Source passage:
>>>

Hackers Make Way For Criminals

By Lucas van Grinsven, European Technology Correspondent

Spotty teenage hackers who set off global email viruses are being replaced by serious online crooks whose stealth attacks don't make headlines but cause more damage, security software makers said on Tuesday.

"Two years ago we stayed up all night, concerned about a great mass-mailing worm," said Mario Juarez, a product manager at the security business unit of U.S.-based Microsoft.

"Today, we worry not about a virus that will take every machine down, but that may attack one machine or a set of machines," he said in an interview at a Microsoft Tech Ed developers conference.

"What you see more of are a variety of attacks that are carried out to make money, such as stealing credit card details or threatening a Web site with a denial of service attack unless it pays them money."

He spoke on the same day a 19-year old German man admitted in court he had written the Sasser computer worm.

In 2004 the worm knocked out an estimated one million computer systems among home users and companies by spreading on the ubiquitous Microsoft Windows operating system.

The U.S. computer giant has since had to close many open back doors in its software and fix other security holes. After issuing a series of patches, it claims its software is a lot safer now. More improvements are planned.

"Today in Outlook Express, if you click on a link, the virus program won't execute," said Detlef Eckert, senior director for trustworthy computing at Microsoft's European organization, referring to Microsoft's email software.

<<<

Supplied records:
>>>

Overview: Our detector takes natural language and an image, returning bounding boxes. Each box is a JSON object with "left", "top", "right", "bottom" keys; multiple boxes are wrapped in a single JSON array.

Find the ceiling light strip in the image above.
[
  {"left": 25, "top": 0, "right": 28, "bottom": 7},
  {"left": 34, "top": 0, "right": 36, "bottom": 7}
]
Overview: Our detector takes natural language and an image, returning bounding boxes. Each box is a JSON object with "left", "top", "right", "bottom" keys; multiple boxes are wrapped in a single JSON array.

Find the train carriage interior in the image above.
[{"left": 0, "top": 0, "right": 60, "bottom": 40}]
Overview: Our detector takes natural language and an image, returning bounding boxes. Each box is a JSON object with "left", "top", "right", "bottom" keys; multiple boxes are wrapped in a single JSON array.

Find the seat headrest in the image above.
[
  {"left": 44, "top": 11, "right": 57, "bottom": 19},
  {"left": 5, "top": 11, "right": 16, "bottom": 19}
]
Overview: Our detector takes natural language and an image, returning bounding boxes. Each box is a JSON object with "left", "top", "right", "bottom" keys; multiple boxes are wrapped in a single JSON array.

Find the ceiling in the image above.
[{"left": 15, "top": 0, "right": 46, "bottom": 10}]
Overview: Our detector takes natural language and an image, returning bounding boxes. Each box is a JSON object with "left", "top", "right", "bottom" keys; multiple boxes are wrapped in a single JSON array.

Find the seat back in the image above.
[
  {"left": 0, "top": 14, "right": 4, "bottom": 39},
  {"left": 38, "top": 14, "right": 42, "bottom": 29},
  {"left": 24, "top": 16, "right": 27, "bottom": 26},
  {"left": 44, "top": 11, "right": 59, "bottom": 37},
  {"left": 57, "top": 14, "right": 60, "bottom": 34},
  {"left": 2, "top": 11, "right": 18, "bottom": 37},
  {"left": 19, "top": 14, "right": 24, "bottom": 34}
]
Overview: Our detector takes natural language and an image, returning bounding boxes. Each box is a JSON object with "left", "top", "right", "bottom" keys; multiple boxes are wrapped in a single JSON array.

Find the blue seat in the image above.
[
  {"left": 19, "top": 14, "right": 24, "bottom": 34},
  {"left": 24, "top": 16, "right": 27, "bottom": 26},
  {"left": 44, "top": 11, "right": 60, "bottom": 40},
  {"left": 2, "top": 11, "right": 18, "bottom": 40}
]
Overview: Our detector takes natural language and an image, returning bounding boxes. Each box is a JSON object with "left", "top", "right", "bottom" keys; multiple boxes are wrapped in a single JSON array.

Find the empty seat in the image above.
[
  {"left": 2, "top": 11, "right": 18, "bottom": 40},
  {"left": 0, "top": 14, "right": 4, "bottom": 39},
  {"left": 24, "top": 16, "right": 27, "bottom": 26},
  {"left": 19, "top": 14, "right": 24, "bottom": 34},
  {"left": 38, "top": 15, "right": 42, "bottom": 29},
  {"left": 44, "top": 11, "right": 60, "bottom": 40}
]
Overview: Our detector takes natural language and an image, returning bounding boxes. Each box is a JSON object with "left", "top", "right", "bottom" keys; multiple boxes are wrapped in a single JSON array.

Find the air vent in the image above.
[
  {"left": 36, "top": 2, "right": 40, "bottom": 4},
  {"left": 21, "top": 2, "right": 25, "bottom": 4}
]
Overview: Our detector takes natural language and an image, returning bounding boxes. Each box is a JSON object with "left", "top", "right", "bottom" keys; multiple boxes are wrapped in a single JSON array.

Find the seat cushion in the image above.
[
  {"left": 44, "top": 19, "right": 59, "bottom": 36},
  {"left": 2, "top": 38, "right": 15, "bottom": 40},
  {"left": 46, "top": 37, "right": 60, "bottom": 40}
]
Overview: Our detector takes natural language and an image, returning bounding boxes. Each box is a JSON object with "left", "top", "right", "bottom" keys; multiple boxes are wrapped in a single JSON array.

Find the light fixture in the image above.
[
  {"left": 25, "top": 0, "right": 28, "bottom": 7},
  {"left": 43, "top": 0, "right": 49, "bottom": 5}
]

<<<

Task instructions: Print the part of the hackers article that begins at the words that have "In 2004 the" and stops after "improvements are planned.", copied word for word.

Result of the task:
In 2004 the worm knocked out an estimated one million computer systems among home users and companies by spreading on the ubiquitous Microsoft Windows operating system.

The U.S. computer giant has since had to close many open back doors in its software and fix other security holes. After issuing a series of patches, it claims its software is a lot safer now. More improvements are planned.